* [What is being asked] Pull out every line in the data below that contains the word "wooden", and list those lines in their original order.

* [Dataset records]
::::::

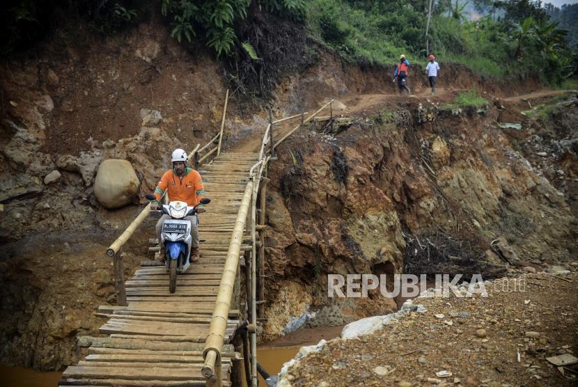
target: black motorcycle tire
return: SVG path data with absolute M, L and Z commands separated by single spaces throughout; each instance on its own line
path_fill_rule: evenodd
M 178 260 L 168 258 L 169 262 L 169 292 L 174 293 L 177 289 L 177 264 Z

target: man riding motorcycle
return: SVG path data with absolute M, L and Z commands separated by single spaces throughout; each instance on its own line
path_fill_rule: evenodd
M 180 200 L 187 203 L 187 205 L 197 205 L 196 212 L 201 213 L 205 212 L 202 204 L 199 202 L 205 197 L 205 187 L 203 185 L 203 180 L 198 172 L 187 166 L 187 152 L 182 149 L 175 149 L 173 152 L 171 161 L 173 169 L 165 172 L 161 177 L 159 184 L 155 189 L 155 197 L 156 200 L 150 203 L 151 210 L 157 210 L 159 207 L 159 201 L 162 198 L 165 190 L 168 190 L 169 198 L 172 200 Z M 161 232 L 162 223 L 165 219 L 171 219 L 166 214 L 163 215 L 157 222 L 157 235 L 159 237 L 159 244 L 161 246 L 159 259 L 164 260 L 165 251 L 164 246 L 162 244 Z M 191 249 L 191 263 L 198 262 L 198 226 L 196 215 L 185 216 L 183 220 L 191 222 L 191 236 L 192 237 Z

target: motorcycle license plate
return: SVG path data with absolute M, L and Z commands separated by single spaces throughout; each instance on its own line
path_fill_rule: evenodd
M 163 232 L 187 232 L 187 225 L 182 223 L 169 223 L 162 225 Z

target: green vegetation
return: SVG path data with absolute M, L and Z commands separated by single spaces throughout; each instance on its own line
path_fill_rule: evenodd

::::::

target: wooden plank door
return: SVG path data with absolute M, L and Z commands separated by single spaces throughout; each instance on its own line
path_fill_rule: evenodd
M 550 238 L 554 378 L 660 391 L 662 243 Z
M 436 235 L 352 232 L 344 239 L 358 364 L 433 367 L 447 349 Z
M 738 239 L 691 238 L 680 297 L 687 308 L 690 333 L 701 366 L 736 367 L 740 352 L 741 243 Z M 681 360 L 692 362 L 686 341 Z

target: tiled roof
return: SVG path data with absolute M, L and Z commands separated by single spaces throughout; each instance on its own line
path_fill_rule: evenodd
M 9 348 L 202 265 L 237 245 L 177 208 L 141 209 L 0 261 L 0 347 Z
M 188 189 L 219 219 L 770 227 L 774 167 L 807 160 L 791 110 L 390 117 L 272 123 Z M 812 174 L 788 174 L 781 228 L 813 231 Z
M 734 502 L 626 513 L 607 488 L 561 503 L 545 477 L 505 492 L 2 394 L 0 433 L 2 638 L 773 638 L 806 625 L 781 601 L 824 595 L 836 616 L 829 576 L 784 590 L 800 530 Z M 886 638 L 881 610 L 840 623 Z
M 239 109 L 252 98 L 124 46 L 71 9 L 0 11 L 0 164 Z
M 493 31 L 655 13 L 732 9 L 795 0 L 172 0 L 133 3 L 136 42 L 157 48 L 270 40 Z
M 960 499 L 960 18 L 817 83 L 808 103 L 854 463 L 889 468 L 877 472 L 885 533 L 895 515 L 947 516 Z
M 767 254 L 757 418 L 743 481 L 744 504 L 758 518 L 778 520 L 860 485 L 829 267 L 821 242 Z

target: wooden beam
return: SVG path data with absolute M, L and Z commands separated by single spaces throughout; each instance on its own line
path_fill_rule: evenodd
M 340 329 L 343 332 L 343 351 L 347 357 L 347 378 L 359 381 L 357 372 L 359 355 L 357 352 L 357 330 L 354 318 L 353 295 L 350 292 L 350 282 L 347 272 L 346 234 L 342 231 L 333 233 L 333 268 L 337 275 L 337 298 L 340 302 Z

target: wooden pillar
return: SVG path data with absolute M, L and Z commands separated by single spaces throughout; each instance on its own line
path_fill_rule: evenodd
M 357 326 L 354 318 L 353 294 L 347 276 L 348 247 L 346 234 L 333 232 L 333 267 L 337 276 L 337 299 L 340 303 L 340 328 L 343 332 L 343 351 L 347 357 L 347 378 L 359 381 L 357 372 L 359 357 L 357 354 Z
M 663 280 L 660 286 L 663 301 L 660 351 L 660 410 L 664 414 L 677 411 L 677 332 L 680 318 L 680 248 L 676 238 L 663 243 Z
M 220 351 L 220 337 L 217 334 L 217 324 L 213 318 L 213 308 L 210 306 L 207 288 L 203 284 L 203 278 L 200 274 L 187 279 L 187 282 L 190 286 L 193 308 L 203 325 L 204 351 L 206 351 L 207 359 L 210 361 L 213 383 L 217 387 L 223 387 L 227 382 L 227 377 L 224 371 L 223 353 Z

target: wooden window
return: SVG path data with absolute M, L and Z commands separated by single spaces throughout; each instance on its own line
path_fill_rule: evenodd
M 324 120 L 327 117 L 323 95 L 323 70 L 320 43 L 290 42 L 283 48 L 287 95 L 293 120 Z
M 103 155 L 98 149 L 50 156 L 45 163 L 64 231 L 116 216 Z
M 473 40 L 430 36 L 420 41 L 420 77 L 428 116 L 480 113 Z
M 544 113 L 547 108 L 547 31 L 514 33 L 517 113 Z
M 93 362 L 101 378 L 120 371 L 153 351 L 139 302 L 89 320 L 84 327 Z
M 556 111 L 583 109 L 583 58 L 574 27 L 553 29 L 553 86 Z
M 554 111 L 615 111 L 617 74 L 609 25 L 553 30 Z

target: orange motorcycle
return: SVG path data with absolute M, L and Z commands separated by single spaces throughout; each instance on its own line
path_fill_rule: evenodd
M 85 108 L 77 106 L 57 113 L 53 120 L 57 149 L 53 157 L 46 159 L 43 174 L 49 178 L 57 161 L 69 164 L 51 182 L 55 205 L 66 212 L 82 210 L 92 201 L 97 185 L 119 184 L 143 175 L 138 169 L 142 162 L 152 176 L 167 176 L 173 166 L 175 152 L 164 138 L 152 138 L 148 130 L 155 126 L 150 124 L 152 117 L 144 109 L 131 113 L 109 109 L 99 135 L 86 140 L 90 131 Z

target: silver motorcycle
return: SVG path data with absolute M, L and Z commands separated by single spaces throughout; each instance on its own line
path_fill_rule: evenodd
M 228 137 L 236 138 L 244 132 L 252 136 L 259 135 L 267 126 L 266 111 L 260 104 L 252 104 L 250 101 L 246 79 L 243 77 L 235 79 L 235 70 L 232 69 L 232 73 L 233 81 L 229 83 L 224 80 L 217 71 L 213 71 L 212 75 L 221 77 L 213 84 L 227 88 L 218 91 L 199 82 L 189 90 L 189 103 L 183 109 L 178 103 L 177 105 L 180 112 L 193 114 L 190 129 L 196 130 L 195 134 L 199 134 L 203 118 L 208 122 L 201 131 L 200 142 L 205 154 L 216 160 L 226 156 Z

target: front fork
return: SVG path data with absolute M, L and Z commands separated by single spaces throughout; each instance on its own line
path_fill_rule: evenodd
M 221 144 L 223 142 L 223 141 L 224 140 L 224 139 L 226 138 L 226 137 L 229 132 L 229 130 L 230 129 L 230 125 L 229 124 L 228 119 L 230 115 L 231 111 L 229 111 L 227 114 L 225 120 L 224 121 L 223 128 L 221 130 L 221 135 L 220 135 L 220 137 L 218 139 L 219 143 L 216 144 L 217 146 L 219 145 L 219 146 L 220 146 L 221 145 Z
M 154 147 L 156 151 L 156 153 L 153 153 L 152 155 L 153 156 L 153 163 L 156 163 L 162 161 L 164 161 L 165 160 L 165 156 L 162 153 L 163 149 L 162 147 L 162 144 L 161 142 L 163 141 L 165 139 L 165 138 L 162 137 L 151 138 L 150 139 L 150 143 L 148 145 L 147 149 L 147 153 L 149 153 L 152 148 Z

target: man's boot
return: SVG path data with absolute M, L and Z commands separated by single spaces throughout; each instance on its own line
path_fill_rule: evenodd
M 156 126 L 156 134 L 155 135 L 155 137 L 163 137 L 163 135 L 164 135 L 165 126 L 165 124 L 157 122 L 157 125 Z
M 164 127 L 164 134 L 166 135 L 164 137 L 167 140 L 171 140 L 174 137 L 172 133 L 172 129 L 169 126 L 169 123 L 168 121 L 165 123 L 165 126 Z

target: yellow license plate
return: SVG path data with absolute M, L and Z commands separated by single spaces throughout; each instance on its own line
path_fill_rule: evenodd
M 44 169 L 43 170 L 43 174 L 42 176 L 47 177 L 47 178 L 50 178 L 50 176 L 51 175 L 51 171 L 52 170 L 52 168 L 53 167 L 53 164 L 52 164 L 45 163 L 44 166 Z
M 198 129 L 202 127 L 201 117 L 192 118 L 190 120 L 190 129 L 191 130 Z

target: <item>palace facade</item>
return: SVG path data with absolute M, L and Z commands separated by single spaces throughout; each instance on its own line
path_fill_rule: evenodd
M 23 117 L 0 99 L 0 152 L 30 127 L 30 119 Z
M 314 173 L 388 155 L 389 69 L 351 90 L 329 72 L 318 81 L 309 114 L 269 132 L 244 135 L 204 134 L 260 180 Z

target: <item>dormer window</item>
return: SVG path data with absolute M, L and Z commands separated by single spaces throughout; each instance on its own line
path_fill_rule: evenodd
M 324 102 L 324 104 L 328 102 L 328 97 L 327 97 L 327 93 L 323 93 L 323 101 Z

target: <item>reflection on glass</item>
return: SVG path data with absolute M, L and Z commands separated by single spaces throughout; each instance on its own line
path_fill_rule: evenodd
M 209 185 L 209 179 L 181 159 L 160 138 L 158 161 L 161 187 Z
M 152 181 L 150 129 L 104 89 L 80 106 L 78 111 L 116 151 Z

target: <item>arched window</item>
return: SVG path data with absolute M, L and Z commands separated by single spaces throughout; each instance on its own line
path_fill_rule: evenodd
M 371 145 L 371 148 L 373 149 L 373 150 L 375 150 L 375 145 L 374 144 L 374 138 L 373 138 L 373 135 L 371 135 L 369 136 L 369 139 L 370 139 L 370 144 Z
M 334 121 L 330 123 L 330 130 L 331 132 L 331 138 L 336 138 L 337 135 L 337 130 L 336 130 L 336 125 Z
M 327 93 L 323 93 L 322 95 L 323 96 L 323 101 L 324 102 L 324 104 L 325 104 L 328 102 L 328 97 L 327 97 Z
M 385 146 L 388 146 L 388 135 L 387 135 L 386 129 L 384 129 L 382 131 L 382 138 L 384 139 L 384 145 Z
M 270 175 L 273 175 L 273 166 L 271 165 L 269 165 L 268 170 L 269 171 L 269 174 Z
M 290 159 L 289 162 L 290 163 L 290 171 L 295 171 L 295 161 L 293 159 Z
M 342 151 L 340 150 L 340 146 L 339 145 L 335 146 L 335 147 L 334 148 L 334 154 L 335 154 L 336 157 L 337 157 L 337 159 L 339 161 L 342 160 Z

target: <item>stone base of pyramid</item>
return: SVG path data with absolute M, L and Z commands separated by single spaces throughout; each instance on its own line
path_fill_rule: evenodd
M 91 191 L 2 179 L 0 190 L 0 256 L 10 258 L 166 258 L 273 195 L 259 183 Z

::::::

* [Full output]
target: wooden plank door
target: wooden beam
target: wooden pillar
target: wooden window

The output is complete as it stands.